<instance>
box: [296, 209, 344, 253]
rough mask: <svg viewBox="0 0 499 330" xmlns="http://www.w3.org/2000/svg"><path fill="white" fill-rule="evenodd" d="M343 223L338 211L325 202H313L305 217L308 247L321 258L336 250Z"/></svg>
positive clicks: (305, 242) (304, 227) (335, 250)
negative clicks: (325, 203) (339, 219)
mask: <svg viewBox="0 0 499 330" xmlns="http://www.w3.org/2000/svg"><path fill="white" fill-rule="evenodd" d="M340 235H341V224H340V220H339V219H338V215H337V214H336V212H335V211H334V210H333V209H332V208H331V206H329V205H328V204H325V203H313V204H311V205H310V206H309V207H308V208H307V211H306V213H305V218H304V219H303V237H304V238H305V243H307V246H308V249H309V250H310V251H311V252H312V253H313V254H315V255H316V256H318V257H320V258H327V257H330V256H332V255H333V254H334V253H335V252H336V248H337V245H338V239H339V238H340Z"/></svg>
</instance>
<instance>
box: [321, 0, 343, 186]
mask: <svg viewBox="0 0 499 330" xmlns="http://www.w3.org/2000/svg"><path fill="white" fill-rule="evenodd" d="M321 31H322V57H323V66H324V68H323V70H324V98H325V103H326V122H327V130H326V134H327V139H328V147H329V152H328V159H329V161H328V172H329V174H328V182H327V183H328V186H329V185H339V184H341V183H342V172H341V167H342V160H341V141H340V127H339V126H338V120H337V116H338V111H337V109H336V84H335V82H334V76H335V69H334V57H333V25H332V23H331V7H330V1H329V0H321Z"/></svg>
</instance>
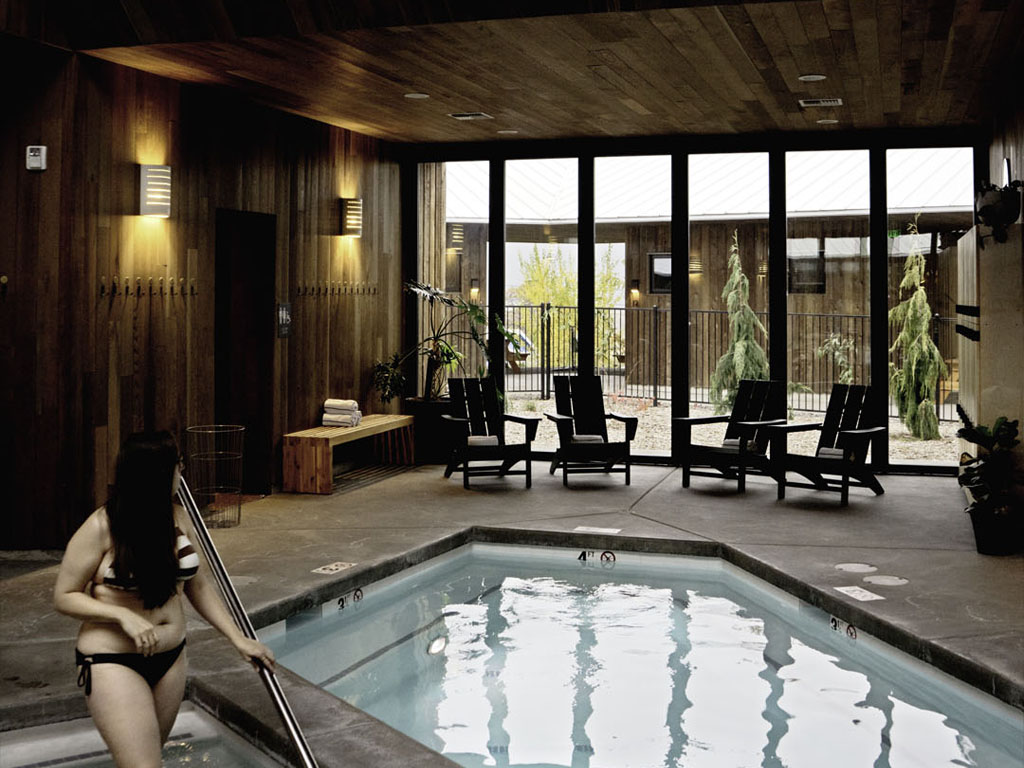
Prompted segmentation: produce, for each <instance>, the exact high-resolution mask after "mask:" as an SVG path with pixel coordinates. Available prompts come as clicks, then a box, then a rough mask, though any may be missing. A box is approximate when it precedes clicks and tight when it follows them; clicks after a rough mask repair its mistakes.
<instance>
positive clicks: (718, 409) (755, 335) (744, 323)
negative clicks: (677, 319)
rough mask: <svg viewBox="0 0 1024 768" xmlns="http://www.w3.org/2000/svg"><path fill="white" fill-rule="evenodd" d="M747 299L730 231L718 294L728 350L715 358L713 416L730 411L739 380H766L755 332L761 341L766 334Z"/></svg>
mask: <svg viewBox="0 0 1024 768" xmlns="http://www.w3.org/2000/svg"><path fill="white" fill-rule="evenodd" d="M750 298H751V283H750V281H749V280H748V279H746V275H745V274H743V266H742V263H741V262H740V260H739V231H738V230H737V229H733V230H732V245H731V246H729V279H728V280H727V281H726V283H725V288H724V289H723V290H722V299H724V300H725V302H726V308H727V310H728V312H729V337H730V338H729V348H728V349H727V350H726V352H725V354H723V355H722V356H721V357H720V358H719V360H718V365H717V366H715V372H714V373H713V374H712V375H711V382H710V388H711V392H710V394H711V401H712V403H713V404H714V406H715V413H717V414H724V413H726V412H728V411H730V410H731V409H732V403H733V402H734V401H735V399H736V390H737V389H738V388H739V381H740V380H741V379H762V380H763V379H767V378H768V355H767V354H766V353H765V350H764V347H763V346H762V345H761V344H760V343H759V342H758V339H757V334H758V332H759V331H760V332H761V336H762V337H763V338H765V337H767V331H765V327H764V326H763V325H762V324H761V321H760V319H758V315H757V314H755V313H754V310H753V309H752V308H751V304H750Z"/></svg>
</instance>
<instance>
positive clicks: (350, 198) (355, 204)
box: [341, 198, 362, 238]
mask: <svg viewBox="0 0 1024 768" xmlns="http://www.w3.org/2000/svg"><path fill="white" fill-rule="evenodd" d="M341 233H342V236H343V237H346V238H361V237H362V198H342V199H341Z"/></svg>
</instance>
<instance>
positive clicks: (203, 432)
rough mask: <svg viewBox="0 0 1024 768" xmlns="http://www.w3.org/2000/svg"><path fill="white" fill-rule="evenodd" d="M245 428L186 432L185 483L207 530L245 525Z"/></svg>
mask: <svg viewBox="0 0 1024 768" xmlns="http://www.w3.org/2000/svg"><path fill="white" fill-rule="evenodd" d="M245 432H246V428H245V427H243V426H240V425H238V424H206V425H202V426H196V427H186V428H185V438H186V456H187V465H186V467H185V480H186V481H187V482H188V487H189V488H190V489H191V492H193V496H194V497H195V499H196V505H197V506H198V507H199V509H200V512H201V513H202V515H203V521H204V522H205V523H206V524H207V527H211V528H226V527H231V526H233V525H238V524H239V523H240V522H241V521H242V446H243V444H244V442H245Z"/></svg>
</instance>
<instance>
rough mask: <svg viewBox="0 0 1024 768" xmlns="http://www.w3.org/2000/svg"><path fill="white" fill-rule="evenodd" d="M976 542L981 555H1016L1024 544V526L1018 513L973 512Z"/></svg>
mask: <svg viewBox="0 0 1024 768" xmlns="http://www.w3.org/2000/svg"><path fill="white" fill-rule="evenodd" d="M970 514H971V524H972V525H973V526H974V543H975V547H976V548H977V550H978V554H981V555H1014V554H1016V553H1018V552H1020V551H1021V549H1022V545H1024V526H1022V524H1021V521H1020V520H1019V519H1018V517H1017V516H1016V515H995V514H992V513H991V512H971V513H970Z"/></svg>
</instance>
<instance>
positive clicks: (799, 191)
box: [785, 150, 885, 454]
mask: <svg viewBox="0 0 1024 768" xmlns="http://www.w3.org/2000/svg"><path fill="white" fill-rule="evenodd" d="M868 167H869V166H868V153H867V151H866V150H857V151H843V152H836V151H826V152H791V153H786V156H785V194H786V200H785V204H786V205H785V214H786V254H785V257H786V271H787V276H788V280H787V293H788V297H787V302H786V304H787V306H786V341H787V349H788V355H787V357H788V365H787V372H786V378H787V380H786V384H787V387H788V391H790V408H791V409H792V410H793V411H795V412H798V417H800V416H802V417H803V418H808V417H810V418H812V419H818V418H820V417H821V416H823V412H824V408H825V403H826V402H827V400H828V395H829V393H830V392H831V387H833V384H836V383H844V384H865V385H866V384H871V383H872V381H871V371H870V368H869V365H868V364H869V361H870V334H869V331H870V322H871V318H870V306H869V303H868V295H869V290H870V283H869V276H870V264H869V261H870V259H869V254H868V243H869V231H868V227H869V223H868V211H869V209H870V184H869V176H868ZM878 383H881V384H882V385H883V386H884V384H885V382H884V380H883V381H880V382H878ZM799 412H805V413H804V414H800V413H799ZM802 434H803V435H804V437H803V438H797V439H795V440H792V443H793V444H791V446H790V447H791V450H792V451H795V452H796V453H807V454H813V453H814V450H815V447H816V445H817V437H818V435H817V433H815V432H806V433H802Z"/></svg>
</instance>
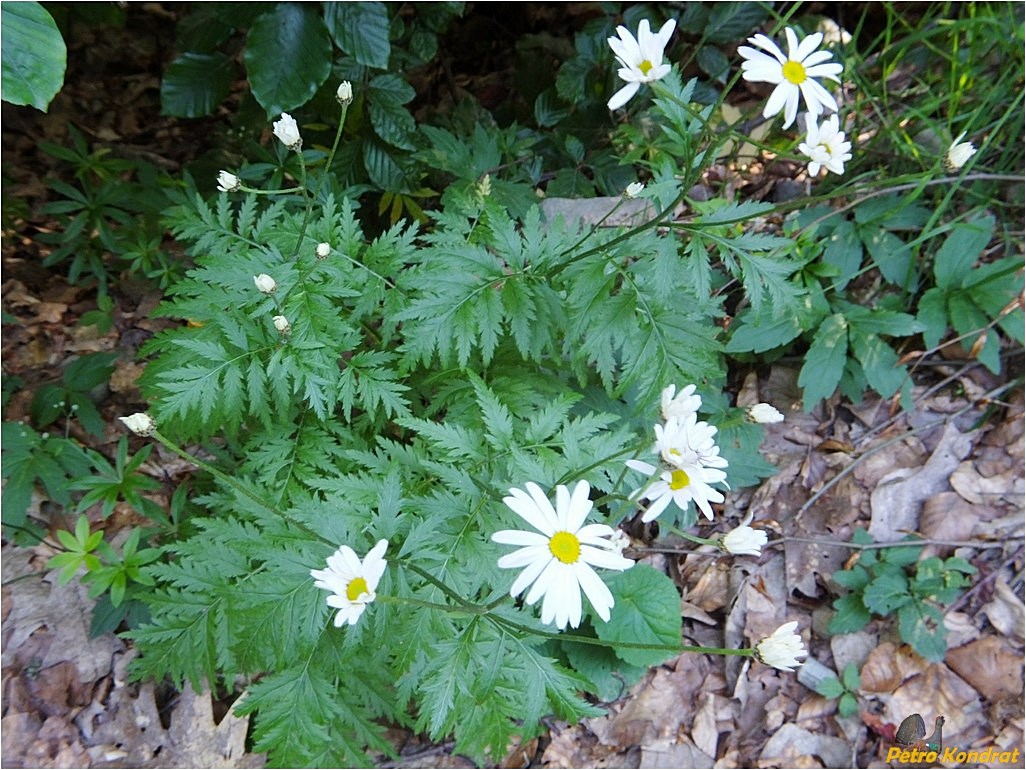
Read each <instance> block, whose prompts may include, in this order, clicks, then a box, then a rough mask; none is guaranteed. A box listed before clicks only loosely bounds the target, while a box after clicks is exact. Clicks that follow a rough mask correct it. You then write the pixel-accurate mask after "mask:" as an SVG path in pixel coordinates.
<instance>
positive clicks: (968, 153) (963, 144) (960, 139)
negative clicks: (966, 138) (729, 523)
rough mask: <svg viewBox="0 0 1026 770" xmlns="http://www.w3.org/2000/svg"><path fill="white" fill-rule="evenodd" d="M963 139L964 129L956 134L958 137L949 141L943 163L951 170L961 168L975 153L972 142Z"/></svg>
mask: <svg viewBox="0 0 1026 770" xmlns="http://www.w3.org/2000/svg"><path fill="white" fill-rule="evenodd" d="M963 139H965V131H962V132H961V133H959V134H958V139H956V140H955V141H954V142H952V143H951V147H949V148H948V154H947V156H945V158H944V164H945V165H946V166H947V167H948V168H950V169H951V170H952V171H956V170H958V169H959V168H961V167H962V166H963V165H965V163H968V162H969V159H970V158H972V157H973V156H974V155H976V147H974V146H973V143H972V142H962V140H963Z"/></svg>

▶ **WHAT TO WORK ON**
In the records above, find each line with the word "exact" and copy it.

▶ **THE ANSWER**
Prompted segmentation: produce, for each <instance>, the exact high-resolution mask after "mask:" as an SVG path with pixel coordinates. Available prompts come as clicks, then a box, then a rough mask, though any may be missing. A box is approximate when it precedes clicks and tight when it follows them; clicks after a rough mask repair its mistakes.
Read each <instance> block, whose prompts may include, in this order, clicks, then a box, then a rough mask; none is guaranteed. A box listed before clicks only loosely bounds the target, while a box after clicks is exact. Clicks that follow a rough mask correct it. You then write the pixel-accurate mask after "mask:" as an SVG path in pixel coordinates.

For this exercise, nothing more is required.